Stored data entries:
= Beginning of Section =
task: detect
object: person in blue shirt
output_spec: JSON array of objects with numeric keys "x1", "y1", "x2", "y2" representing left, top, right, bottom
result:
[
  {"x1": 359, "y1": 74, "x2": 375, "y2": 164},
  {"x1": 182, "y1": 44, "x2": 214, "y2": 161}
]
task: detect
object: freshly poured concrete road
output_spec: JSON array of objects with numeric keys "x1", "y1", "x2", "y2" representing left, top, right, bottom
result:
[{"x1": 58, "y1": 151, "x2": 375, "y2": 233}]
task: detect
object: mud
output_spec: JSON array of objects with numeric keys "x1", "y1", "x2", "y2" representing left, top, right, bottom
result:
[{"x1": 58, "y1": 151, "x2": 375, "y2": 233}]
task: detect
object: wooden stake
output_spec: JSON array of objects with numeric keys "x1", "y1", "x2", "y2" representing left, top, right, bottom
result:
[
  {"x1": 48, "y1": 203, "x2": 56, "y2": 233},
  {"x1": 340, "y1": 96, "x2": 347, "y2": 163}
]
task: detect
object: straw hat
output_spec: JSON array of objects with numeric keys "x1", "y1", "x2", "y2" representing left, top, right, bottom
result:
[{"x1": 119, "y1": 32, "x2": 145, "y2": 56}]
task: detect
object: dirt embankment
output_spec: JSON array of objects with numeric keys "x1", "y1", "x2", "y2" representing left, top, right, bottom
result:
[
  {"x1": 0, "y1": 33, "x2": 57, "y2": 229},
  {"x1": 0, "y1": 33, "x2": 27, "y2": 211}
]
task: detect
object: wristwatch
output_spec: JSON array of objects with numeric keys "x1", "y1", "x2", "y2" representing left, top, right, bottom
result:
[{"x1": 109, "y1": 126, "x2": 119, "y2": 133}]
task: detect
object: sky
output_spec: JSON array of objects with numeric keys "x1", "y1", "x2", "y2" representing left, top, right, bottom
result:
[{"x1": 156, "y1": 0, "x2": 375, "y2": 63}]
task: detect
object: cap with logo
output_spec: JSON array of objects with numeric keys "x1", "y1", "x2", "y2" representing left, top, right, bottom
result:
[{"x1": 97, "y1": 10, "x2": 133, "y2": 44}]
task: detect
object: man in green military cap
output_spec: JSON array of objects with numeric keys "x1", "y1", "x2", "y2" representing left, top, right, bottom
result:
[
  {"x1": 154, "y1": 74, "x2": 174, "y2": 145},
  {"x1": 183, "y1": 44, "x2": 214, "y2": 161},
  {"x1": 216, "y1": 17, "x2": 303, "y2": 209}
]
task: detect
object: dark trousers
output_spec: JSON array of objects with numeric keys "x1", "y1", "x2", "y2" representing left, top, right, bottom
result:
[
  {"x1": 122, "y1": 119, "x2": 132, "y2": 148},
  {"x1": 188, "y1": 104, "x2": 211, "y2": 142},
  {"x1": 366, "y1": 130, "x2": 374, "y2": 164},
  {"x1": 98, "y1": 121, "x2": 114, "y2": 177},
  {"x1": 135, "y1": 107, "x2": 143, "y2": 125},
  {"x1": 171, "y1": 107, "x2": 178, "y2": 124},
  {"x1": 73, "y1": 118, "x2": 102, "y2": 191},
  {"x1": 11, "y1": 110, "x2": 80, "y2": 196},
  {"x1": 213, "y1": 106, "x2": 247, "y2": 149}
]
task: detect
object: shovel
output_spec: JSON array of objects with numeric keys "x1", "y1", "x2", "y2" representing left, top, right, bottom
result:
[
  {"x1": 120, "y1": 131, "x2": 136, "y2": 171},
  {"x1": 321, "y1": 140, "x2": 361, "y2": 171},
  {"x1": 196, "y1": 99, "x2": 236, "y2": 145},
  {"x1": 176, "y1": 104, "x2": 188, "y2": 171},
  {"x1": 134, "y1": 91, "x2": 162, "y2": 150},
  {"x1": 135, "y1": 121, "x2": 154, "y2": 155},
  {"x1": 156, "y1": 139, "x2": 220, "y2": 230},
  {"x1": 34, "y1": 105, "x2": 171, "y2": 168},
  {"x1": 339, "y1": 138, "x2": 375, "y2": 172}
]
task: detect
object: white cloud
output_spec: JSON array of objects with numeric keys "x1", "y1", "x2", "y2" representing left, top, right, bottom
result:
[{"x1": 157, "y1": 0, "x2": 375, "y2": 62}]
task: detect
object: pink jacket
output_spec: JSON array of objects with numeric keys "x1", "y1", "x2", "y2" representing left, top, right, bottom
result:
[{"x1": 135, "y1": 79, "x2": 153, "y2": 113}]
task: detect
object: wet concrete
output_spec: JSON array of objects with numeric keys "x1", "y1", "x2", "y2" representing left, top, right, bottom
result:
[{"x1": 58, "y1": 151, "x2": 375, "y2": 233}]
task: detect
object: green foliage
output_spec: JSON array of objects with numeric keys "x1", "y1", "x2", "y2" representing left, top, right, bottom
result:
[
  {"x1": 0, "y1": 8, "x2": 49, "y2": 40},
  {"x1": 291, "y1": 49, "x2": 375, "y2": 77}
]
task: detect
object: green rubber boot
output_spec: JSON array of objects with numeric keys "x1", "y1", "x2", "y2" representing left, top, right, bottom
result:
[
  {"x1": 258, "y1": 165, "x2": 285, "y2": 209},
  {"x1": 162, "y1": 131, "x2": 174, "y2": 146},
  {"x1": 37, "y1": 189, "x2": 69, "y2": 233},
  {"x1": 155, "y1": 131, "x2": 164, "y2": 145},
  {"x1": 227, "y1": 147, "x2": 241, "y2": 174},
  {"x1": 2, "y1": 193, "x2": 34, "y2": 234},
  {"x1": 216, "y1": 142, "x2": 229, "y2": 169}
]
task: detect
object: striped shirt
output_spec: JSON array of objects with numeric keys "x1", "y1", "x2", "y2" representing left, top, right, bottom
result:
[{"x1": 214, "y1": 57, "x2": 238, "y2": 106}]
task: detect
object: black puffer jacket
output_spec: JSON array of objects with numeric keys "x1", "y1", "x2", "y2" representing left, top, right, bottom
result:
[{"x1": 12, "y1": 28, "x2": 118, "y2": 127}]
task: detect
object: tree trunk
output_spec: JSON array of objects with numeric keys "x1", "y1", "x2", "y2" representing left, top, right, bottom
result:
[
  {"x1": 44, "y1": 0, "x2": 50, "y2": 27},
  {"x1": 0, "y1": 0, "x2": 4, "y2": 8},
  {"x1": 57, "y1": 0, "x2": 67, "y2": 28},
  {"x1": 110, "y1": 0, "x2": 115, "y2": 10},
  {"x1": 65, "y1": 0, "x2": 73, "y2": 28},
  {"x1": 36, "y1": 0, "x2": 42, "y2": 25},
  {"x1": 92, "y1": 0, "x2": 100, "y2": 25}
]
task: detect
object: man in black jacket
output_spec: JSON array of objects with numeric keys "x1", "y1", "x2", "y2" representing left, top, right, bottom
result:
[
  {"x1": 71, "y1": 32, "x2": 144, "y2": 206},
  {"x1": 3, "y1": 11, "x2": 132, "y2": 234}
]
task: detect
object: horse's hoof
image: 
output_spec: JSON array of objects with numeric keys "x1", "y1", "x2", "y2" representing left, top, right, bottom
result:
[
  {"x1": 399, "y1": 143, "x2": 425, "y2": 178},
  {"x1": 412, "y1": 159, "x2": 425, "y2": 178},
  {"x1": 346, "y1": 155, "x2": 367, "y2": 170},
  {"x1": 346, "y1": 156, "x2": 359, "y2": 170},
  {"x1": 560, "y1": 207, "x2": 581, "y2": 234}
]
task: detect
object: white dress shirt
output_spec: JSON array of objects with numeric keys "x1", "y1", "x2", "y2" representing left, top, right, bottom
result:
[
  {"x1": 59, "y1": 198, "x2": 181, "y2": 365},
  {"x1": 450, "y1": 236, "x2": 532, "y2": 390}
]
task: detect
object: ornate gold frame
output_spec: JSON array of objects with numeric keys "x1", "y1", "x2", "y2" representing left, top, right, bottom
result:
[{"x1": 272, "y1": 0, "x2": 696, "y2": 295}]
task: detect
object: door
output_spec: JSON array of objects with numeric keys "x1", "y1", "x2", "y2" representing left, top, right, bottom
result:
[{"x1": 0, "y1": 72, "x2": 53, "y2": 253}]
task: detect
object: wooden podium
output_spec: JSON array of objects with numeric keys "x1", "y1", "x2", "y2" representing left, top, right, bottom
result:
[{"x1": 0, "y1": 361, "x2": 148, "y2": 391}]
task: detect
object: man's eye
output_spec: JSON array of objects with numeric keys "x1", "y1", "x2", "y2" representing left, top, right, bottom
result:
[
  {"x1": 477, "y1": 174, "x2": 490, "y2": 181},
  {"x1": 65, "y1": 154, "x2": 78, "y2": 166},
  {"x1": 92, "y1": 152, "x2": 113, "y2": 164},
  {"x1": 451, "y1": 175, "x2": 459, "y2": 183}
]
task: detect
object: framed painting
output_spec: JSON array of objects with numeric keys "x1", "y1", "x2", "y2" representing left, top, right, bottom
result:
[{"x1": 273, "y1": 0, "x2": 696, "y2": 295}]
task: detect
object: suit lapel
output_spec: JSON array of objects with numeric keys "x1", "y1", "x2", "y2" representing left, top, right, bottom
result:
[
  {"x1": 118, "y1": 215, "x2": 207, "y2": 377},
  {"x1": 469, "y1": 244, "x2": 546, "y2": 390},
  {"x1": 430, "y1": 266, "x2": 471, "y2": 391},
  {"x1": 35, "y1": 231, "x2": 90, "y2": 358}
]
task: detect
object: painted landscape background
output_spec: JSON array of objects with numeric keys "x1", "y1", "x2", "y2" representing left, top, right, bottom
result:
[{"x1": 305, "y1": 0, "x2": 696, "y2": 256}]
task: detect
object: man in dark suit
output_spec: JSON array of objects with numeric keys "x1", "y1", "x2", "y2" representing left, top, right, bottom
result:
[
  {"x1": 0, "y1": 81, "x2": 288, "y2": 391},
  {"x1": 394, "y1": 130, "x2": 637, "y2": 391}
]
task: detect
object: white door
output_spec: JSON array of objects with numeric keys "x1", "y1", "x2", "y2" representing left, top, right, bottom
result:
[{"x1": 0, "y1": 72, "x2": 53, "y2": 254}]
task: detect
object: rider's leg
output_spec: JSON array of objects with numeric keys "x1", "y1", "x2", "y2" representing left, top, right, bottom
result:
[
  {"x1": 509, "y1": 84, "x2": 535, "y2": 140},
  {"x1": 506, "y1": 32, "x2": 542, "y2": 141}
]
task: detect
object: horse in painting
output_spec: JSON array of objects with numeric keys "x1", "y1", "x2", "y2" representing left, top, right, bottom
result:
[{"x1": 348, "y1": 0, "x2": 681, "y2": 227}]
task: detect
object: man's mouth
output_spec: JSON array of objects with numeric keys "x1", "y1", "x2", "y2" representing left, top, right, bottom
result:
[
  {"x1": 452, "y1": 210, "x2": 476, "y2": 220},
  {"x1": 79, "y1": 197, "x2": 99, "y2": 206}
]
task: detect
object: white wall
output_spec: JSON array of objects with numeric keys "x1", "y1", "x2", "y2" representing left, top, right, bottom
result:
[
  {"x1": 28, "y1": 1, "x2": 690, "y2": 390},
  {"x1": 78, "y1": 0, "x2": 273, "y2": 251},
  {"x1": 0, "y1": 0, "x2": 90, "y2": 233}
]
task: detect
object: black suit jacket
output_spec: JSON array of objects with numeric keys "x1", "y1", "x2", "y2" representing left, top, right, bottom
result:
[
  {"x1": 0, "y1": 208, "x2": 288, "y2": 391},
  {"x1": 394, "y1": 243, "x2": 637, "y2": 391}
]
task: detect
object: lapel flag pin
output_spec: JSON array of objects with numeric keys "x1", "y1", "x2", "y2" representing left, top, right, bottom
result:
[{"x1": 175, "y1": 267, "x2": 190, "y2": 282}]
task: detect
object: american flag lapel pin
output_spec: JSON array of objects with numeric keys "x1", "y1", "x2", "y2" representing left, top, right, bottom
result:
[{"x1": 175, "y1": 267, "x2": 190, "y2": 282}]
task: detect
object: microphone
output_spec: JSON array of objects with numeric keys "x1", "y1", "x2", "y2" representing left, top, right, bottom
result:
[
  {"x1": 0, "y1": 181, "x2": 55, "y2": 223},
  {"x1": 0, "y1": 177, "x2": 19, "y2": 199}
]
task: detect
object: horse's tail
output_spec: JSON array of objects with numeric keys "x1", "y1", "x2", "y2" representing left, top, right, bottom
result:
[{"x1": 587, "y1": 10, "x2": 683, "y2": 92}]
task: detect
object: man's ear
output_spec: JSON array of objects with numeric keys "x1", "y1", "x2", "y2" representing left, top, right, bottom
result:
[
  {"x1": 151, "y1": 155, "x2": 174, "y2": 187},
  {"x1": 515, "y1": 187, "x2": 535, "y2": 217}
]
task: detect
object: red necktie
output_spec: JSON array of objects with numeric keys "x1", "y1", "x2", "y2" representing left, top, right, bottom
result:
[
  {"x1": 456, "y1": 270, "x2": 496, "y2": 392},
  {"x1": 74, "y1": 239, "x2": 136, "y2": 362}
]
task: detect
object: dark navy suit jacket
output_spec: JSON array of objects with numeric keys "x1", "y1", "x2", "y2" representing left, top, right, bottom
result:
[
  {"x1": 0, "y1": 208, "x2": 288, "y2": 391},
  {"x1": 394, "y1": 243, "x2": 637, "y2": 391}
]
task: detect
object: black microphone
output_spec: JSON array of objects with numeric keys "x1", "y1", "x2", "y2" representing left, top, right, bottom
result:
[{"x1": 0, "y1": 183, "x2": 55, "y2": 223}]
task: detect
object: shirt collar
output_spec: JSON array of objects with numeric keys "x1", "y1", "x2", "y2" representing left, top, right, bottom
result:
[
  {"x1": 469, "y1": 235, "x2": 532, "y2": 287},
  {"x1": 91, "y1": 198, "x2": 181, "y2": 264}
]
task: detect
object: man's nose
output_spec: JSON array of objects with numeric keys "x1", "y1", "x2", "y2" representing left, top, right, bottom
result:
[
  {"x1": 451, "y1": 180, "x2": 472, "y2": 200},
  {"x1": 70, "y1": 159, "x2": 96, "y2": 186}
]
= End of Section =
** What you will do **
Going from the line that contains "object: shirt collar" to the last line of the records, reproduce every line as written.

** Response below **
object: shirt collar
output_spec: JSON array of objects with numeric keys "x1", "y1", "x2", "y2" representing left, top, right, bottom
result:
[
  {"x1": 469, "y1": 235, "x2": 532, "y2": 287},
  {"x1": 91, "y1": 198, "x2": 181, "y2": 264}
]
task: detect
object: man's nose
output_spec: JSON array of objects with numeric keys "x1", "y1", "x2", "y2" representing left, top, right, bottom
result:
[
  {"x1": 451, "y1": 180, "x2": 472, "y2": 200},
  {"x1": 70, "y1": 159, "x2": 96, "y2": 186}
]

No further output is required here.